JOB A:
Translate this sentence from the iptables discussion into French: "The main advantage of using iptables-restore is avoidance of race conditions."
JOB B:
In the iptables discussion, how much faster does the machine boot when iptables-restore is used?
JOB C:
From the iptables discussion, extract the passage that begins at the words "Michael Orlitzky <mich...@orlitzky.com>" and stops after "start virtual machines.".

SOURCE DOCUMENT:
Michael Orlitzky <mich...@orlitzky.com> wrote:
>>> [...]
>>> If you have a million rules and you need to wipe/reload them all
>>> frequently you're probably doing something wrong to begin with.
>>
>> I don't know how this is related with the discussion.
>> The main advantage of using iptables-restore is avoidance of
>> race conditions. A secondary advantage is a speed improvement;
>> in my case, the machine boots about 2 seconds faster which can
>> be a considerable advantage if you start virtual machines.
>>
>
> I was just reiterating that there's not much benefit to save/restore if
> you're doing things properly (pontification alert!).

For a laptop of a scientist like me this is not true at all - it must
often be connected in a different environment with different
local nets etc.
Also for other things (like portknocking using the recent module)
you need rather complex rules which are better rewritten by a script,
especially if the length of a portknocking sequence changes.
Like passwords, these sequences should better not stay the same for
too long...

> Race conditions don't really seem that serious to me.

Maybe, but I am not sure:
There might be situations where it might be possible to keep
a port open even when the rule is rewritten later on; then
you need an open system only once...

SUPPLIED INFORMATION:

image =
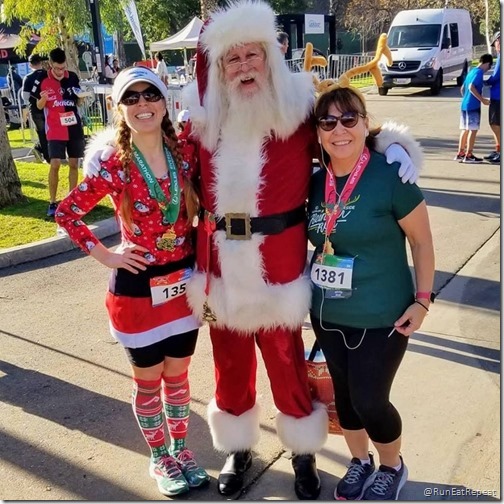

PROBLEM SOLUTION A:
Le principal avantage de l'utilisation d'iptables-restore est d'éviter les situations de concurrence.

PROBLEM SOLUTION B:
About 2 seconds faster.

PROBLEM SOLUTION C:
Michael Orlitzky <mich...@orlitzky.com> wrote:
>>> [...]
>>> If you have a million rules and you need to wipe/reload them all
>>> frequently you're probably doing something wrong to begin with.
>>
>> I don't know how this is related with the discussion.
>> The main advantage of using iptables-restore is avoidance of
>> race conditions. A secondary advantage is a speed improvement;
>> in my case, the machine boots about 2 seconds faster which can
>> be a considerable advantage if you start virtual machines.